# Excerpt
Regression Coefficients

Statistical regression is a great thing. We can generate a scatter plot, generate a line of best fit, and measure how well that line describes the relationship between the individual points within the data. The better the line fits (the more that individual points stick close to the line) the better the line describes the relationships and trends in our data. However, this doesn’t mean that the regression coefficients tell us anything about causality. It is tempting to say that a causal relationship exists when we see a trend line with lots of tight fitting dots around and two different variables on an X and Y axis, but this can be misleading.
In The Book of Why Judea Pearl writes, “Regression coefficients, whether adjusted or not, are only statistical trends, conveying no causal information in themselves.” It is easy to forget this, even if you have had a statistics class and know that correlation does not imply causation. Humans are pattern recognition machines, but we go a step beyond simply recognizing a pattern, we instantly set about trying to understand what is causing the pattern. However, our regression coefficients and scatter plots don’t always hold clear causal information. Quite often there is a third hidden variable that cannot be measured directly that is influencing the relationship we discover in our regression coefficients.

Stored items

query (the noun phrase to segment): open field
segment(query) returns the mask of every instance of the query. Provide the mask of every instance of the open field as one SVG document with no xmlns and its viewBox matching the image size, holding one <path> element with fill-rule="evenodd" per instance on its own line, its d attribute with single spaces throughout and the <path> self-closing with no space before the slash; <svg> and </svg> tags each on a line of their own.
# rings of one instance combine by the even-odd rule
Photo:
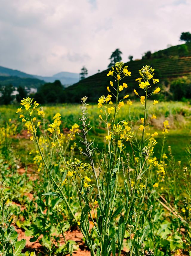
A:
<svg viewBox="0 0 191 256">
<path fill-rule="evenodd" d="M 144 117 L 143 109 L 140 102 L 133 103 L 130 107 L 126 104 L 119 111 L 116 121 L 127 121 L 131 130 L 134 131 L 135 138 L 138 141 L 141 137 L 141 132 L 138 128 L 140 119 Z M 152 102 L 148 101 L 147 104 L 149 106 L 152 106 Z M 80 123 L 78 120 L 80 106 L 44 106 L 43 109 L 39 106 L 39 109 L 41 111 L 43 109 L 45 115 L 44 118 L 41 115 L 37 116 L 36 123 L 38 121 L 41 122 L 36 131 L 37 135 L 43 155 L 47 159 L 51 175 L 55 179 L 61 178 L 63 180 L 62 173 L 59 170 L 64 168 L 64 164 L 58 153 L 58 146 L 54 142 L 53 144 L 52 135 L 50 137 L 52 139 L 49 138 L 50 134 L 47 129 L 50 127 L 48 124 L 53 123 L 55 120 L 53 117 L 57 113 L 61 115 L 59 129 L 63 135 L 62 139 L 66 147 L 65 151 L 64 147 L 63 149 L 66 160 L 69 161 L 70 159 L 74 161 L 76 157 L 80 158 L 83 162 L 88 162 L 87 158 L 80 153 L 84 150 L 76 132 L 78 131 L 80 133 L 80 127 L 74 125 L 70 130 L 75 123 Z M 1 228 L 1 234 L 4 232 L 4 237 L 10 236 L 9 243 L 14 245 L 14 252 L 18 249 L 18 254 L 13 255 L 66 255 L 68 253 L 67 249 L 59 231 L 59 223 L 61 223 L 66 239 L 69 242 L 70 248 L 73 245 L 73 249 L 78 254 L 77 255 L 81 253 L 90 255 L 86 242 L 79 231 L 82 224 L 77 225 L 64 202 L 59 197 L 42 195 L 52 192 L 54 193 L 53 195 L 56 195 L 54 192 L 57 191 L 56 186 L 53 183 L 46 170 L 36 143 L 30 140 L 31 136 L 34 136 L 31 133 L 31 128 L 26 126 L 27 123 L 21 121 L 22 118 L 19 119 L 19 117 L 21 113 L 16 115 L 16 111 L 19 107 L 13 106 L 0 107 L 0 199 L 1 204 L 0 216 L 4 219 L 4 227 L 7 225 L 8 227 L 7 229 Z M 104 123 L 98 116 L 100 110 L 97 105 L 90 104 L 88 109 L 90 116 L 90 122 L 93 127 L 89 132 L 88 138 L 90 141 L 94 139 L 95 146 L 97 147 L 97 145 L 94 161 L 96 168 L 98 168 L 101 165 L 101 159 L 108 150 L 105 139 L 107 133 Z M 161 102 L 148 110 L 149 120 L 153 114 L 157 117 L 156 119 L 149 121 L 145 129 L 148 134 L 151 135 L 155 132 L 158 134 L 155 137 L 158 143 L 154 146 L 153 158 L 151 159 L 158 163 L 156 165 L 154 164 L 148 171 L 148 186 L 152 189 L 147 193 L 140 216 L 139 225 L 141 228 L 139 231 L 137 239 L 134 241 L 137 248 L 135 253 L 137 254 L 134 255 L 144 255 L 142 252 L 144 250 L 139 245 L 141 241 L 141 243 L 144 245 L 145 251 L 150 248 L 153 250 L 156 256 L 190 255 L 191 113 L 191 108 L 187 103 Z M 163 122 L 166 120 L 169 121 L 170 128 L 168 132 L 165 133 L 163 147 Z M 130 164 L 129 166 L 129 157 L 127 159 L 127 156 L 128 153 L 130 159 L 132 158 L 132 149 L 128 141 L 125 142 L 122 151 L 123 154 L 121 153 L 121 156 L 124 158 L 123 164 L 124 167 L 118 169 L 118 182 L 121 187 L 116 192 L 117 198 L 120 199 L 116 202 L 115 209 L 121 207 L 120 202 L 122 200 L 121 195 L 125 191 L 124 180 L 128 181 L 130 179 L 128 186 L 130 186 L 130 186 L 133 184 L 134 178 L 133 166 Z M 117 152 L 118 150 L 118 152 L 119 150 L 117 149 Z M 154 162 L 151 162 L 150 165 Z M 102 168 L 104 170 L 105 167 L 103 166 Z M 86 172 L 82 168 L 80 171 L 81 174 L 84 172 L 90 177 L 91 171 Z M 76 217 L 81 222 L 83 221 L 80 205 L 76 199 L 78 195 L 75 190 L 71 189 L 73 186 L 72 181 L 69 181 L 68 176 L 66 177 L 67 184 L 64 186 L 64 194 L 70 207 L 75 213 Z M 79 178 L 81 177 L 80 175 Z M 79 178 L 76 178 L 78 181 Z M 139 210 L 138 206 L 141 201 L 141 194 L 144 193 L 144 181 L 143 176 L 138 182 L 133 207 L 135 212 Z M 157 183 L 158 186 L 152 188 L 153 185 L 155 183 Z M 94 194 L 92 196 L 95 195 Z M 95 201 L 96 198 L 94 198 Z M 58 215 L 58 212 L 55 210 L 55 206 L 58 204 L 63 207 L 61 215 Z M 97 209 L 98 207 L 97 204 L 95 208 Z M 94 208 L 92 206 L 90 208 L 90 215 L 87 217 L 90 229 L 94 227 L 94 222 L 96 219 Z M 123 214 L 124 210 L 124 209 L 121 208 L 121 214 Z M 124 249 L 121 253 L 124 255 L 129 255 L 125 252 L 130 249 L 131 241 L 132 243 L 134 241 L 133 226 L 130 227 L 130 225 L 134 225 L 136 216 L 134 213 L 129 227 L 127 228 Z M 118 215 L 113 220 L 110 236 L 114 235 L 117 232 L 115 225 L 118 222 L 119 217 Z M 55 221 L 55 219 L 57 221 Z M 72 231 L 71 233 L 70 231 Z M 92 236 L 95 243 L 98 243 L 93 232 Z M 6 244 L 8 243 L 7 241 L 6 243 Z M 0 246 L 2 248 L 5 244 L 1 243 Z"/>
</svg>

# To do
Condense the paragraph of the excerpt that begins "Statistical regression is a great thing" into a short bulleted list that keeps its main facts. Rely on the excerpt alone.

# Task output
- Regression lets us generate a scatter plot, fit a line of best fit, and measure how well that line describes the relationship between the data points.
- The closer the individual points stay to the line, the better the line describes the relationships and trends in the data.
- Regression coefficients do not, however, tell us anything about causality.
- A tightly fitting trend line between two variables on the X and Y axes can tempt us to claim a causal relationship, but this can be misleading.